Given passage —
**********

Re: [PATCH v10 3/3] read-cache: speed up add_index_entry during checkout

René Scharfe <l.s.r@xxxxxx> · Sat, 15 Apr 2017 19:55:52 +0200

Am 14.04.2017 um 21:12 schrieb git@xxxxxxxxxxxxxxxxx:
From: Jeff Hostetler <jeffhost@xxxxxxxxxxxxx>

Teach add_index_entry_with_check() and has_dir_name()
to see if the path of the new item is greater than the
last path in the index array before attempting to search
for it.

During checkout, merge_working_tree() populates the new
index in sorted order, so this change will save at least 2
binary lookups per file.  This preserves the original
behavior but simply checks the last element before starting
the search.

This helps performance on very large repositories.

This can be seen using p0006-read-tree-checkout.sh and the
artificial repository created by t/perf/repos/many-files.sh
with parameters (5, 10, 9).   (1M files in index.)

Test                                                            HEAD^              HEAD
----------------------------------------------------------------------------------------------------------
0006.2: read-tree br_base br_ballast (1000001)                  4.15(2.72+1.41)    3.21(1.97+1.22) -22.7%
0006.3: switch between br_base br_ballast (1000001)             8.11(5.57+2.28)    6.77(4.36+2.14) -16.5%
0006.4: switch between br_ballast br_ballast_plus_1 (1000001)   13.52(8.68+4.35)   11.80(7.38+3.96) -12.7%
0006.5: switch between aliases (1000001)                        13.59(8.75+4.43)   11.85(7.49+3.87) -12.8%

On linux.git, results are:
Test                                                          HEAD^             HEAD
------------------------------------------------------------------------------------------------------
0006.2: read-tree br_base br_ballast (57994)                  0.24(0.22+0.01)   0.20(0.17+0.02) -16.7%
0006.3: switch between br_base br_ballast (57994)             9.91(5.82+2.79)   10.26(5.92+2.77) +3.5%
0006.4: switch between br_ballast br_ballast_plus_1 (57994)   0.59(0.44+0.16)   0.50(0.34+0.18) -15.3%
0006.5: switch between aliases (57994)                        0.62(0.48+0.16)   0.50(0.35+0.16) -19.4%

Signed-off-by: Jeff Hostetler <jeffhost@xxxxxxxxxxxxx>
---
  read-cache.c | 118 ++++++++++++++++++++++++++++++++++++++++++++++++++++++++++-
  1 file changed, 116 insertions(+), 2 deletions(-)

Very nice, especially the perf test!  But can we unbundle the different
optimizations into separate patches with their own performance numbers?
Candidates IMHO: The change in add_index_entry_with_check(), the first
hunk in has_dir_name(), the loop shortcuts.  That might also help find
the reason for the slight slowdown of 0006.3 for the kernel repository.

**********

Stored rows —
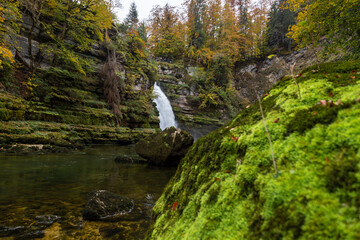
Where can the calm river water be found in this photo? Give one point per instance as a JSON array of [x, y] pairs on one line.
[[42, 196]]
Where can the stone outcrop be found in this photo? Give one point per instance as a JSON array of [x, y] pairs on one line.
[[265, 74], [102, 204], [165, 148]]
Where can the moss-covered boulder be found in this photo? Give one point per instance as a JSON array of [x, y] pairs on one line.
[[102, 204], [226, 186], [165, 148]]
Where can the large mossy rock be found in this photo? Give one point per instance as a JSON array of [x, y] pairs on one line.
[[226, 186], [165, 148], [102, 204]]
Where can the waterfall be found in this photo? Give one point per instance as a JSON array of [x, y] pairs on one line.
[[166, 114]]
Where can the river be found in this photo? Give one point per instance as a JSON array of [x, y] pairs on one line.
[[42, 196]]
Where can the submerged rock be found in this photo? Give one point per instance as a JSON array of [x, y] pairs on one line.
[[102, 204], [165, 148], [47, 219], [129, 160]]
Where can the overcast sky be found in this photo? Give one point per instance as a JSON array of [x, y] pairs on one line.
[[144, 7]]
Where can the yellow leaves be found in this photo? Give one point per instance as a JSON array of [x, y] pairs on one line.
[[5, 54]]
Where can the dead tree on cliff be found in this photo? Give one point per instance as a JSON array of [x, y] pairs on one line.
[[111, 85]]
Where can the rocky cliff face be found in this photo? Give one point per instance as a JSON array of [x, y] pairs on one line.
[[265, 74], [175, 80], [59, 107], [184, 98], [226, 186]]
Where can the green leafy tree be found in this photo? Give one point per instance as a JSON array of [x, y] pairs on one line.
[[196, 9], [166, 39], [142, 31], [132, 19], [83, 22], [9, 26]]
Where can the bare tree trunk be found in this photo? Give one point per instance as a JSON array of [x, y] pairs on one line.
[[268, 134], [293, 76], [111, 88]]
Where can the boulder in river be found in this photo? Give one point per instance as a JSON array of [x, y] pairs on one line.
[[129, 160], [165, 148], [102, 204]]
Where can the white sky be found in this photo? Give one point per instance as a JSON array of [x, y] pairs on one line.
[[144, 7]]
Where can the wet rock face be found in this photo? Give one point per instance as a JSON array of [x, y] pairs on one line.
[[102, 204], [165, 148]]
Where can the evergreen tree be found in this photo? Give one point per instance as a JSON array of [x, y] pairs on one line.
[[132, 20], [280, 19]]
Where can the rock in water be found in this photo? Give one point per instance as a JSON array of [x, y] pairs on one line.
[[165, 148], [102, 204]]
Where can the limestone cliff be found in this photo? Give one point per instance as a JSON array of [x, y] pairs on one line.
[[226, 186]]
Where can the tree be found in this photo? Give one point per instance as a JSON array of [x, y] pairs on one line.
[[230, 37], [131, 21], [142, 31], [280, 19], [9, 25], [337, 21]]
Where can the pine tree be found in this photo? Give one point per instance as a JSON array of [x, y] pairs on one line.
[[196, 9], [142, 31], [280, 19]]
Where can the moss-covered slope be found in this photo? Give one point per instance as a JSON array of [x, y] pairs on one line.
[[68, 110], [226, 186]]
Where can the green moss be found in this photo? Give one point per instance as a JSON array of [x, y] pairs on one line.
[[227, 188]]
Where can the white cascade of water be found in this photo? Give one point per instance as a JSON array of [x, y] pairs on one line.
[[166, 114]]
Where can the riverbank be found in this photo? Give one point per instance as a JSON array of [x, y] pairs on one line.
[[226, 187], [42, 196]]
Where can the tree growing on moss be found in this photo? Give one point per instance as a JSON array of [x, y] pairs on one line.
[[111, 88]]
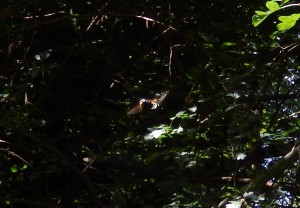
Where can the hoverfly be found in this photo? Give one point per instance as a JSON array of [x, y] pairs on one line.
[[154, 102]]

**********

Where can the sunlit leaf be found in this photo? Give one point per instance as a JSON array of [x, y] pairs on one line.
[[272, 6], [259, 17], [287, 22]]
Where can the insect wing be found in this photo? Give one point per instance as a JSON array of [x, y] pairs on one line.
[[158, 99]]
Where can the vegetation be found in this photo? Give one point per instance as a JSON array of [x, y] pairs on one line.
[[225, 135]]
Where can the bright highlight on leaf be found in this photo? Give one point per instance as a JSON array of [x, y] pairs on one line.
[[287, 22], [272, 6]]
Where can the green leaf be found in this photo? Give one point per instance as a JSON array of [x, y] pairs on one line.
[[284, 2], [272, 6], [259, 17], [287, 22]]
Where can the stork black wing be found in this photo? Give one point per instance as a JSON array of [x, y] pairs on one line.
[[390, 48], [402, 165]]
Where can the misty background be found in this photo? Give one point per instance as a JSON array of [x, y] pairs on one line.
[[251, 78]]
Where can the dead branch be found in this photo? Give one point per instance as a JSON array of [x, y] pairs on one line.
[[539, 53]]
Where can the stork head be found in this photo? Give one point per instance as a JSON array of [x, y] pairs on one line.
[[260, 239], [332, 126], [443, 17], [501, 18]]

**********

Required actions —
• a. In the records running from the line with "Where can the dead tree" up to and including the line with "[[165, 148], [102, 204]]", swap "bare tree trunk" for "fallen log" and write out those lines with nothing else altered.
• b. Carry on the read-cache patch discussion from its last sentence.
The records bear no relation to the read-cache patch discussion.

Per-task answers —
• a.
Where can the dead tree on cliff be found in this photo? Give one point per instance as a JSON array of [x, y] pairs on one line.
[[111, 85]]
Where can the rocky cliff face be found in this photo? Give one point per instance as a JSON array of [x, y] pairs on one line.
[[265, 74], [175, 80], [59, 107], [184, 98], [226, 186]]
Where can the green leafy tree be found in this photo? Give one point per instance as a JSON array of [x, y] pairs on one line.
[[196, 9], [166, 39], [142, 31], [132, 19], [83, 22], [9, 26]]
Where can the fallen log be found in this photo? Give one point per instance as a JSON array of [x, y] pairs on one line.
[[268, 134], [293, 76], [111, 88]]
Where can the boulder in river be found in this photo? Give one point per instance as a JSON array of [x, y] pairs on one line.
[[129, 160], [165, 148], [102, 204]]
Where can the white sky be found in this photo? Give one point per instance as a JSON array of [x, y] pairs on one line.
[[144, 7]]
Where can the wet rock face be found in this photo? Give one point per instance as a JSON array of [x, y] pairs on one line.
[[102, 204], [165, 148]]
Where can the evergreen tree be found in this photo? Give one point per instance as a JSON array of [x, y] pairs on one line.
[[132, 20], [280, 19]]
Where can the rock in water be found in this photo? Give one point per instance as a JSON array of [x, y] pairs on one line.
[[165, 148], [102, 204]]

• b.
diff --git a/read-cache.c b/read-cache.c
index 97f13a1..ba95fbb 100644
--- a/read-cache.c
+++ b/read-cache.c
@@ -910,6 +910,9 @@ int strcmp_offset(const char *s1, const char *s2, size_t *first_change)
  /*
   * Do we have another file with a pathname that is a proper
   * subset of the name we're trying to add?
+ *
+ * That is, is there another file in the index with a path
+ * that matches a sub-directory in the given entry?
   */
  static int has_dir_name(struct index_state *istate,
  			const struct cache_entry *ce, int pos, int ok_to_replace)
@@ -918,9 +921,51 @@ static int has_dir_name(struct index_state *istate,
  	int stage = ce_stage(ce);
  	const char *name = ce->name;
  	const char *slash = name + ce_namelen(ce);
+	size_t len_eq_last;
+	int cmp_last = 0;
+
+	/*
+	 * We are frequently called during an iteration on a sorted
+	 * list of pathnames and while building a new index.  Therefore,
+	 * there is a high probability that this entry will eventually
+	 * be appended to the index, rather than inserted in the middle.
+	 * If we can confirm that, we can avoid binary searches on the
+	 * components of the pathname.
+	 *
+	 * Compare the entry's full path with the last path in the index.
+	 */
+	if (istate->cache_nr > 0) {
+		cmp_last = strcmp_offset(name,
+			istate->cache[istate->cache_nr - 1]->name,
+			&len_eq_last);
+		if (cmp_last > 0) {
+			if (len_eq_last == 0) {
+				/*
+				 * The entry sorts AFTER the last one in the
+				 * index and their paths have no common prefix,
+				 * so there cannot be a F/D conflict.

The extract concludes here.